Exercise brief –
Copy out all the data, word for word.

Records for the task –

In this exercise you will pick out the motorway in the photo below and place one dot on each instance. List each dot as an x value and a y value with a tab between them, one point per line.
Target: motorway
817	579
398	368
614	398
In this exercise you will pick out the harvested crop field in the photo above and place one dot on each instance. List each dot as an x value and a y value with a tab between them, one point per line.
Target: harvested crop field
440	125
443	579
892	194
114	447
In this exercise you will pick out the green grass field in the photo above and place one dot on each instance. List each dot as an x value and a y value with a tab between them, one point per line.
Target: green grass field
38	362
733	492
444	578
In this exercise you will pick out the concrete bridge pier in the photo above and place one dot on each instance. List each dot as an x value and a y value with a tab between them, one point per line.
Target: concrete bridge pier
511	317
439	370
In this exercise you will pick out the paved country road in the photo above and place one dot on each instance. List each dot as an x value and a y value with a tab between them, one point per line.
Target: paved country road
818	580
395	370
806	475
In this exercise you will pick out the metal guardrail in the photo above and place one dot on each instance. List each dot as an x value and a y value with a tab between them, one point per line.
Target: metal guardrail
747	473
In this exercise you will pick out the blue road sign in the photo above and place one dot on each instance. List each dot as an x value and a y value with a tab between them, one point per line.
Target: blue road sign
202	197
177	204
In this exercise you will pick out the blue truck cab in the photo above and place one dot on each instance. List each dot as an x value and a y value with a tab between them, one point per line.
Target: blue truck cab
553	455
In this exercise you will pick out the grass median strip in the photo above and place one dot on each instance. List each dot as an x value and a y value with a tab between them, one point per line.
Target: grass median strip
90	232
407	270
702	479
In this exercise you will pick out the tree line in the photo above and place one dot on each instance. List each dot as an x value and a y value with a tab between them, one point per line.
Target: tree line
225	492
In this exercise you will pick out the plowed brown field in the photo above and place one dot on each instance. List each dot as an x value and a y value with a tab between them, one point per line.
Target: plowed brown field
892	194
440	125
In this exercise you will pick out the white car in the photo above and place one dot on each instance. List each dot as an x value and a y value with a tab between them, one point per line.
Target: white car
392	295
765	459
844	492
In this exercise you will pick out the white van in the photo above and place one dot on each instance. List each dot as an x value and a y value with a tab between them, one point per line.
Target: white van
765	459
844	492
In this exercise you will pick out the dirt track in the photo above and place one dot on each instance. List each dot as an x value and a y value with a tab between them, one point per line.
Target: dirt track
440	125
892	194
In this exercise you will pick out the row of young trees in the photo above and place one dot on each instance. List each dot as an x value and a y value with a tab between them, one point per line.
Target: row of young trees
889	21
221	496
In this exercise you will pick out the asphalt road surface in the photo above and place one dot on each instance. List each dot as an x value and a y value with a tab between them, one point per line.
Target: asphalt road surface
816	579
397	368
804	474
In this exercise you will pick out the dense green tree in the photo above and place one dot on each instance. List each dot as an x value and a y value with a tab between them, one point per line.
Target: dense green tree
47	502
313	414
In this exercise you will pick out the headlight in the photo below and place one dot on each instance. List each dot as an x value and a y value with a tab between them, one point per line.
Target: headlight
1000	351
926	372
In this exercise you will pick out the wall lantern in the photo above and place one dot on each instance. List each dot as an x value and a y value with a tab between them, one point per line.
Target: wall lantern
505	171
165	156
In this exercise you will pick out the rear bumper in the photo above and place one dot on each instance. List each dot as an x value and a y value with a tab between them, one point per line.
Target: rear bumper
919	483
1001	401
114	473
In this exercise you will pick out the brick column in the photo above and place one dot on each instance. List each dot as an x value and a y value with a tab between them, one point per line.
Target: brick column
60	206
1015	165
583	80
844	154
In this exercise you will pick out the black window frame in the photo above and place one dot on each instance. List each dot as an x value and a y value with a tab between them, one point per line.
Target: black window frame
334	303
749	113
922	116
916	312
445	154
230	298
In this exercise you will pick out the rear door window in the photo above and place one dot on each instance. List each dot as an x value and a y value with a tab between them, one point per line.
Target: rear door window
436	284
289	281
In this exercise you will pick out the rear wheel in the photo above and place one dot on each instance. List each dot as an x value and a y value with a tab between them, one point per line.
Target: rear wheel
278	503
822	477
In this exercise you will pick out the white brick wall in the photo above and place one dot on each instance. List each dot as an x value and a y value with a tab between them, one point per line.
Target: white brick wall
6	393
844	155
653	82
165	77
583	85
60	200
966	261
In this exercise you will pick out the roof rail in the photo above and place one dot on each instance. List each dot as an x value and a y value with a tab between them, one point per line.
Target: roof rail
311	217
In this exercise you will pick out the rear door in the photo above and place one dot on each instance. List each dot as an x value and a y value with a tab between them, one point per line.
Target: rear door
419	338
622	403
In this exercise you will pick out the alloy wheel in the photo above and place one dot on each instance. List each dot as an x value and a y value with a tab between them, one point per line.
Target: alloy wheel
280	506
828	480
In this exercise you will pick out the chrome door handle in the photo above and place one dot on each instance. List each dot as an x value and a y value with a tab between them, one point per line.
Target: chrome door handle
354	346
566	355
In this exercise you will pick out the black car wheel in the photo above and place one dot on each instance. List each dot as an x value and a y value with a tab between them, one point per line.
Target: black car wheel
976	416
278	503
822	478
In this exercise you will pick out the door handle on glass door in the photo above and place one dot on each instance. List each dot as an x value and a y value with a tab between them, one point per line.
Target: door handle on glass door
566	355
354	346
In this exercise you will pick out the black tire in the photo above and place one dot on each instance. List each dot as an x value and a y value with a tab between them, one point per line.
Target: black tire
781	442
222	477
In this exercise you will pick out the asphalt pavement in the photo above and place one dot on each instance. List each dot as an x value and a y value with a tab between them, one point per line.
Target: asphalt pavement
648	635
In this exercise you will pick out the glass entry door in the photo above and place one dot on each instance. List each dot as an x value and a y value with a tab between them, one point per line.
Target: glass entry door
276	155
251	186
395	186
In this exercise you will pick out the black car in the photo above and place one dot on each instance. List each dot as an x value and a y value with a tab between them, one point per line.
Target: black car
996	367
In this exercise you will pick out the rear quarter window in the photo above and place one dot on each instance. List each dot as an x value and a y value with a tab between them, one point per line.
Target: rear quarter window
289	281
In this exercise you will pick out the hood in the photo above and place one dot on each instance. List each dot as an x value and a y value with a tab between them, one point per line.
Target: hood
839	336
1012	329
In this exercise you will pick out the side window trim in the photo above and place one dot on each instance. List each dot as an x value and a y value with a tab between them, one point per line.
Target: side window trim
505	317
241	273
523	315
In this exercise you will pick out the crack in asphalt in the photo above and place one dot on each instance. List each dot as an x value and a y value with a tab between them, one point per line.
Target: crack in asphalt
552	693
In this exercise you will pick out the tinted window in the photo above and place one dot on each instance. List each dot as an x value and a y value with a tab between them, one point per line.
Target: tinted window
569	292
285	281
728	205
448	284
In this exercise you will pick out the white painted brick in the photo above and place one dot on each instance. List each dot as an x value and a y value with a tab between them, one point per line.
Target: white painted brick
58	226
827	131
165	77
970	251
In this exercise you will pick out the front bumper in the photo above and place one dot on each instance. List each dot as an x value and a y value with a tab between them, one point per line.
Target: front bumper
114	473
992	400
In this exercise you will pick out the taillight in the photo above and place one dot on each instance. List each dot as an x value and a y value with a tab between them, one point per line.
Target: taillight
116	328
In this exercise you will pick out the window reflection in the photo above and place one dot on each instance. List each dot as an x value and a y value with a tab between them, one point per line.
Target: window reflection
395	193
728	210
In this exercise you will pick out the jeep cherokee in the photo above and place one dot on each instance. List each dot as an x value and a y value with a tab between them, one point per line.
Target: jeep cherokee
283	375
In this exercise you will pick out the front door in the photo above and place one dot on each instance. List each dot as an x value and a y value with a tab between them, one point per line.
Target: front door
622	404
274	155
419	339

Result of the exercise –
In this exercise you will pick out the motorway in the photo below and place one dot on each instance. List each dot as an x value and a y value with a tab between them, one point per line.
Target: motorway
817	579
398	368
614	398
In this exercise you will pick out the harvested crop field in the photo above and place one dot on each instance. List each dot as an x value and a y value with a tab between them, one point per line.
Target: harvested crop field
440	125
443	579
892	194
114	447
In this exercise you will pick out the green grass field in the photo above and place one dot on each instance. List each dot as an x value and a y value with a tab between them, one point per line.
Target: green grass field
38	362
733	492
444	578
In this exercise you will pick out the concrete bridge pier in the photo above and place one dot on each instance. List each dot as an x value and a y value with a tab between them, one point per line.
Target: concrete bridge pier
511	317
439	370
In this exercise you will pick out the paved country road in the photo above and place one dot on each instance. List each dot as an x value and a y value with a tab between them, one point per line.
Target: paved country road
818	580
395	370
806	475
In this exercise you will pick out the metal guardrail in the photo above and place one dot on each instance. List each dot as an x value and a y value with a tab between them, one point per line.
Target: metal guardrail
747	473
In this exercise you will pick out the blue road sign in the photo above and place one dot on each instance. List each dot as an x value and a y value with a tab between them, one point per line.
Target: blue road sign
202	197
177	204
In this exercise you will pick out the blue truck cab in the photo above and place one dot on each instance. List each dot as an x value and a y value with a tab between them, one point per line.
Target: blue truck cab
553	455
In this exercise you will pick out the grass median strip in the photo above and place one dot on each instance. List each dot as an x value and a y value with a tab between them, one point per line.
Target: grass median strip
90	232
407	270
702	479
In this exercise you will pick out the tree line in the photo above and place one dot on each instance. List each dot as an x value and a y value with a tab between them, one point per line.
Target: tree line
225	492
In this exercise you will pick out the plowed brown field in the photo above and place one dot on each instance. List each dot as an x value and a y value with a tab between them, one point per line.
Target: plowed brown field
892	194
440	125
In this exercise you will pick out the white car in the photo above and place one dot on each instance. List each dot as an x value and a y value with a tab between them, one point per line.
Target: white car
392	295
765	459
844	492
In this exercise you will pick out the white van in the photo above and place one dot on each instance. List each dot as an x value and a y value with a tab between them, one point per line.
Target: white van
765	459
844	492
In this exercise you will pick out the dirt track in the photo above and place one dot on each instance. List each dot as an x value and a y value with a tab between them, one point per line.
Target: dirt track
440	125
892	194
In this exercise you will pick out the row of young trees in the photo above and place one dot on each instance. List each dot as an x value and a y value with a tab between them, one point per line.
Target: row of young trees
889	21
221	496
In this exercise you will pick out the asphalt road surface in the photo above and place one dot on each instance. List each dot as an x value and a y value with a tab between them, one point per line.
Target: asphalt road surface
816	579
397	368
804	474
In this exercise you will pick out the dense green tree in the photo above and place one dot on each instance. List each dot as an x value and a y value with a tab between them, one point per line.
Target: dense green tree
47	502
313	414
In this exercise you will pick out the headlight in the photo below and place one dot on each instance. List each dot as an x value and a y value with a tab between them, one point per line.
Target: headlight
1000	351
926	372
In this exercise you will pick out the wall lantern in the photo above and place one dot on each instance. List each dot as an x value and a y value with a tab between them, one point per line.
Target: wall lantern
505	171
165	156
In this exercise you will pick out the rear bumper in the photo above and place one dot on each instance. List each dot as an x value and a y value with a tab between them, one point per line.
Target: rear bumper
919	483
1001	401
114	473
In this exercise you will pick out the brick column in the photo above and place one dot on each instance. List each dot as an x value and a y value with a tab between them, one point per line.
Target: brick column
60	206
1015	165
583	80
844	154
In this exercise you will pick out the black window frame in the photo above and place one dot on each instance. List each dot as an x value and a y value with a tab between them, one point per line.
Target: black window frame
334	303
749	113
922	116
916	312
445	154
230	298
In this exercise you will pick out the rear door window in the photo above and place one dot on each instance. List each dot as an x value and a y value with a tab between them, one point per line.
Target: rear door window
436	284
289	281
In this exercise you will pick out the rear wheel in the photo above and place one dot on each instance. List each dot as an x value and a y value with a tab between them, one point per line.
Target: rear wheel
278	503
822	477
In this exercise you will pick out the white brick wall in the photo above and place one dot on each instance. List each dot as an x value and a y value with a tab between them, one point per line.
Target: white brick wall
6	393
844	155
653	82
165	77
583	85
60	200
966	261
In this exercise you will pick out the roof rail in the photo above and place one dot on each instance. List each dot as an x value and a y value with a tab between them, one point per line.
Target: roof rail
311	217
In this exercise you will pick out the rear door in the photo above and place one dot on each instance. List each dot as an x value and a y value with a tab between them, one point per line.
Target: rear door
419	338
622	403
In this exercise you will pick out the alloy wheel in the photo above and place one dot on each instance. List each dot as an x value and a y value with a tab between them, one point per line.
Target: alloy wheel
280	506
828	480
In this exercise you will pick out the chrome door handle in the photo above and place one dot on each instance. List each dot as an x value and a y value with a tab between them, one point per line.
Target: chrome door handle
354	346
566	355
In this exercise you will pick out the black car wheel in the photo above and place one dot on each instance. List each dot as an x value and a y value with a tab between them, one point per line.
Target: black car wheel
976	416
278	503
822	478
In this exercise you will pick out the door handle on glass door in the photo above and place one dot on each instance. List each dot as an x value and a y value with a tab between them, one point per line.
Target: door handle on glass door
566	355
354	346
In this exercise you will pick out the black tire in the photo above and place one dot on each instance. List each dot as an x value and a y value with a tab between them, one point per line.
Target: black tire
781	442
222	477
In this exercise you will pick out the asphalt pavement in the photo above and place one dot on each instance. List each dot as an x value and a y value with a tab between them, one point per line.
Target: asphalt pavement
648	635
In this exercise you will pick out the glass entry door in the photo above and place one dot on each instance. List each dot as an x value and a y value with a tab between them, one point per line.
Target: glass entry door
276	155
251	186
395	186
In this exercise you will pick out the black car in the photo above and place one dot on each instance. List each dot as an x value and a y value with a tab between them, one point per line.
Target: black car
996	367
In this exercise you will pick out the rear quarter window in the photo above and place one dot on each instance. List each dot as an x value and a y value with a tab between them, one point per line.
Target: rear quarter window
289	281
In this exercise you will pick out the hood in the photo above and place one dot on each instance. List each dot as an x value and a y value with a tab between them, one point per line.
Target: hood
839	336
1012	329
In this exercise you will pick out the side window trim in the photo above and place one dot on each instance. List each dot as an x value and a y value with a tab between them, one point per line.
Target: side window trim
505	317
241	273
523	315
In this exercise you will pick out the crack in asphalt in the photo above and place one dot on each instance. List each dot as an x value and a y value with a tab between them, one point per line.
Target: crack in asphalt
552	693
In this exercise you will pick out the tinted window in the photo above and place one dot on each instance. List each dot as an x value and a y value with a tab between them, one point per line.
Target: tinted window
569	292
285	281
728	205
448	284
In this exercise you will pick out the white painted brick in the photo above and place one dot on each instance. List each dot as an x value and a y value with a tab between them, one point per line.
Target: white painted brick
58	226
827	131
165	77
970	251
In this exercise you will pick out the front bumper in the photo above and place one dot on each instance. List each dot as an x value and a y value with a tab between them, one point per line.
Target: front bumper
114	473
992	400
In this exercise you will pick out the taillight in the photo above and place one dot on each instance. List each dot as an x value and a y value with a tab between them, one point per line.
Target: taillight
116	328
In this exercise you will pick out the window reflection in the photo above and place one dot on each instance. List each dot as an x value and a y value with a tab between them, one point per line.
Target: window reflection
395	193
728	210
In this exercise you will pick out the jeep cherokee in the photo above and place one dot on each instance. List each dot as an x value and a y value with a tab between them, one point per line.
Target: jeep cherokee
283	375
In this exercise you will pick out the front door in the photo above and place one dot on each instance. List each dot as an x value and a y value with a tab between them, one point per line.
Target: front door
622	404
274	155
419	339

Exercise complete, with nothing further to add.